= Tarea escrita 1 =
Copia todas las preguntas que aparecen en el primer párrafo del fragmento sobre la casa Guzmán.

= Fragmento =
Sin embargo con esta pérdida late alguno de los dramas no solamente de la arquitectura sino del propio siglo XX. ¿A quien pertenece la Arquitectura cuando ésta es irrepetible? ¿No se convierte entonces en patrimonio del hombre? ¿Cómo ha podido destruirla alguien que la pudo vivir y comprender a lo largo de los años? ¿Acaso no tiene la arquitectura ninguna capacidad de mejorar la vida de quién ha podido disfrutarla? 
Las primeras preguntas pueden ser respondidas recordando la fabulosa novela “Billar a las nueve y media”, donde una saga de tres generaciones de arquitectos destruían la obra erigida por sus progenitores sucesivos. El freudiano asesinato del padre estaba presente en aquella Alemania de Heinrich Böll, como también estaba presente el intento del hijo por construir algo aun más memorable y mejor. Sin embargo el drama de la casa Guzmán es que no existe el legítimo intento que late en la catedral románica cuando es arrasada por la gótica o la renacentista... Simplemente existe con esta destrucción una puerta abierta al abismo de la barbarie. Cuando se abren esas simas, el ser humano, en su conjunto, es peor. 
Las últimas preguntas nos atosigan aun más. Porque dejan sin respuesta el sentido redentor de la creación estética. Y son semejantes a las que Steiner se hacía en otro contexto: ¿Cómo era posible que alguien después de tocar y entender perfectamente a Bach fuese capaz de cerrar la tapa del piano y aniquilar miles de seres humanos en un campo de concentración?. No tenemos respuestas para esa pregunta. Y si bien el interrogante de Steiner está planteado en un extremo, lo sucedido en la casa Guzmán pertenece a su órbita: el disfrute estético no nos exime de la barbarie.

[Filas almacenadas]

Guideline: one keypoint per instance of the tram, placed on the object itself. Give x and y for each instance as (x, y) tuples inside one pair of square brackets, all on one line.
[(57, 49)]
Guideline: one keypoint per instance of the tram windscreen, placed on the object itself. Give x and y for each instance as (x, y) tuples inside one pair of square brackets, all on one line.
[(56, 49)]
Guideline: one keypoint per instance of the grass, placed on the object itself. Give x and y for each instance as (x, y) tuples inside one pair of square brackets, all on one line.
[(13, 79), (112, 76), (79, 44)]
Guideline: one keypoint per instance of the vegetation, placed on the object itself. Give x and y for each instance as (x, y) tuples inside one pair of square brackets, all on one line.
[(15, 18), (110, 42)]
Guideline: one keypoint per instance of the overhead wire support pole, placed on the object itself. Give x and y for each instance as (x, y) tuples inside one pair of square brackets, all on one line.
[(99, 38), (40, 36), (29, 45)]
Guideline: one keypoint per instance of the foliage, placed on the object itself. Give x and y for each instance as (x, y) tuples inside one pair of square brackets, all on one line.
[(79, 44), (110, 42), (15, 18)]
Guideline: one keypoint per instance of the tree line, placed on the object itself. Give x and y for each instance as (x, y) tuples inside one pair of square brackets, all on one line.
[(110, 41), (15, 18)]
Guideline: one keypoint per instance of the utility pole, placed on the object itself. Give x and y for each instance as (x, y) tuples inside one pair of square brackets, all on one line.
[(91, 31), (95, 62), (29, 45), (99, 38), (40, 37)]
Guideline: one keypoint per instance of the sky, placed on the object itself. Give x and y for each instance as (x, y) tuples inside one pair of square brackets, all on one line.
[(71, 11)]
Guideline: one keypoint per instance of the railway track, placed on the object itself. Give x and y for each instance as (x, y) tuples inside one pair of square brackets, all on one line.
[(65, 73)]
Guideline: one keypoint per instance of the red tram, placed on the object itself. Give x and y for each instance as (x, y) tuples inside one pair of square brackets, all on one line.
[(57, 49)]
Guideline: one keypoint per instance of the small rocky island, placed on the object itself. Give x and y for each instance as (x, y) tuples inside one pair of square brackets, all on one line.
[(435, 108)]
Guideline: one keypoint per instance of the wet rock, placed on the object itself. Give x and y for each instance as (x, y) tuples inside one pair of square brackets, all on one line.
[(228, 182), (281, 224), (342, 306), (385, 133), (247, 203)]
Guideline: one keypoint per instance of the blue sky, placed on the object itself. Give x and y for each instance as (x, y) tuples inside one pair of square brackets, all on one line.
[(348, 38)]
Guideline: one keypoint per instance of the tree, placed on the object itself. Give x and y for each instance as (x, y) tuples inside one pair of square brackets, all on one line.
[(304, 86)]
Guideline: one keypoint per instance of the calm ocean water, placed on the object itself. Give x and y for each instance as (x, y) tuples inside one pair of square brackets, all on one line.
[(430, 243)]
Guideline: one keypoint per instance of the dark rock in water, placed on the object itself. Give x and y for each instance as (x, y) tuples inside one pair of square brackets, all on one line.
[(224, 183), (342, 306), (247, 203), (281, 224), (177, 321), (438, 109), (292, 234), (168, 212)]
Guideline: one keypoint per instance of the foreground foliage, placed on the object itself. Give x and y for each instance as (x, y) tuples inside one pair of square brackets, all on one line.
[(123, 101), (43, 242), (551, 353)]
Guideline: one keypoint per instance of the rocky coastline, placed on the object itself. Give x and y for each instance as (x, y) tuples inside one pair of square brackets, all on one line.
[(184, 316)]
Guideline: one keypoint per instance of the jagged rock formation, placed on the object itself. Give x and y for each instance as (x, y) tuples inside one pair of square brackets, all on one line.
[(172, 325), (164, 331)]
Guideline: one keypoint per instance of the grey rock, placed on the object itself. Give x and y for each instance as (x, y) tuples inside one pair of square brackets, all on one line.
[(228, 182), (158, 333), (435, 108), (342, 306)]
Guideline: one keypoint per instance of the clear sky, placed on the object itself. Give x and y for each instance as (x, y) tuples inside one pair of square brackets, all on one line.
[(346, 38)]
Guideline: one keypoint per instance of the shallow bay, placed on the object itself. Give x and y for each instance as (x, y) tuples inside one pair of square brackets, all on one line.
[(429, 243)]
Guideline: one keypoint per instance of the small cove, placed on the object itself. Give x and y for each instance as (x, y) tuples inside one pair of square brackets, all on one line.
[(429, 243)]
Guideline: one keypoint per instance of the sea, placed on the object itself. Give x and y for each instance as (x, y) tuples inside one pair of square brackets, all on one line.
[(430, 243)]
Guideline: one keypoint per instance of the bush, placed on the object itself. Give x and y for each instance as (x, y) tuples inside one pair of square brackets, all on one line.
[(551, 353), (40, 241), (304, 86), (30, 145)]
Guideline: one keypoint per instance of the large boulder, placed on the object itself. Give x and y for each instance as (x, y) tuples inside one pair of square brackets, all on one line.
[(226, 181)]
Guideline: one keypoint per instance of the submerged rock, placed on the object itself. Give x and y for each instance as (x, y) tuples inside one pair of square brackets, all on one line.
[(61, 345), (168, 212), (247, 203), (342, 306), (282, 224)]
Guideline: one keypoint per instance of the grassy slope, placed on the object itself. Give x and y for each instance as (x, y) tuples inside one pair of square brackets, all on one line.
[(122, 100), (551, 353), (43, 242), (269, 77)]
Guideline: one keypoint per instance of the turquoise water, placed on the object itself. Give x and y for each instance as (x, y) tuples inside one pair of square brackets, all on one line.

= Tarea escrita 2 =
Reproduce tal cual las filas, desde la que contiene "Guideline: one keypoint per instance of the tree line, placed" hasta la que contiene "[(110, 41), (15, 18)]", esta última incluida.

= Solución completa 1 =
- ¿A quien pertenece la Arquitectura cuando ésta es irrepetible?
- ¿No se convierte entonces en patrimonio del hombre?
- ¿Cómo ha podido destruirla alguien que la pudo vivir y comprender a lo largo de los años?
- ¿Acaso no tiene la arquitectura ninguna capacidad de mejorar la vida de quién ha podido disfrutarla?

= Solución completa 2 =
Guideline: one keypoint per instance of the tree line, placed on the object itself. Give x and y for each instance as (x, y) tuples inside one pair of square brackets, all on one line.
[(110, 41), (15, 18)]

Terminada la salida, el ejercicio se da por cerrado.